Exercise goal: Set down exactly the lines below between the line holding "Query: caiman head" and the line holding "Query: mottled brown pattern", inclusive; no other line belongs in the answer.

Task inputs:

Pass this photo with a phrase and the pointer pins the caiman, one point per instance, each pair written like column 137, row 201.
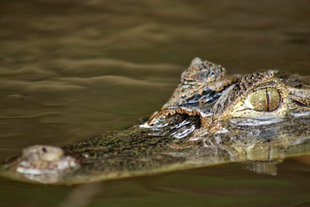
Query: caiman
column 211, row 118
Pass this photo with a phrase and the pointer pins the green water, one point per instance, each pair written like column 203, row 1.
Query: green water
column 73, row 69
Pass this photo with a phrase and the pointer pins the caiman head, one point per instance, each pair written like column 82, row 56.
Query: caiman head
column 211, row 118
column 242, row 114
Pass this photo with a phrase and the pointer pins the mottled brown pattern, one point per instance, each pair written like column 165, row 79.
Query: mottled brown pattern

--

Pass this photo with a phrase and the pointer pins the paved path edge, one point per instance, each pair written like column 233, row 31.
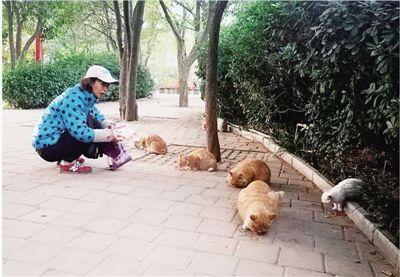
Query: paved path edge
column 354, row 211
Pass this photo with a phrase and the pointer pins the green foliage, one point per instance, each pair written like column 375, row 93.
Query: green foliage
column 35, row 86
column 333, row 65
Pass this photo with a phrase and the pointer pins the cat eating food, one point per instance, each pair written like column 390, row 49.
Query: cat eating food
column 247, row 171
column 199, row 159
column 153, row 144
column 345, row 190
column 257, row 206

--

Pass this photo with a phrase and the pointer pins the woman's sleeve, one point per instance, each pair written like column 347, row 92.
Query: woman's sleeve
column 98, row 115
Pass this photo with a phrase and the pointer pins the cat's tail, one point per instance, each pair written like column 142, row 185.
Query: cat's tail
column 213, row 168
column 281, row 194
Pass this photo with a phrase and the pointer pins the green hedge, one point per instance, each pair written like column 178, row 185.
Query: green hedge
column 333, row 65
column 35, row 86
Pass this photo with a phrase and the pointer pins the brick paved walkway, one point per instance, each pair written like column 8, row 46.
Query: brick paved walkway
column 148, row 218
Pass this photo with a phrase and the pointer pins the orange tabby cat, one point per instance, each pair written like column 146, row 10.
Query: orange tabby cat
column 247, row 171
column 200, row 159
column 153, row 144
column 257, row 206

Solution:
Query: caiman head
column 211, row 118
column 242, row 114
Pass this photo with a phrase and the pointer pins the mottled brown pattern, one point per instance, each pair written like column 165, row 79.
Query: mottled brown pattern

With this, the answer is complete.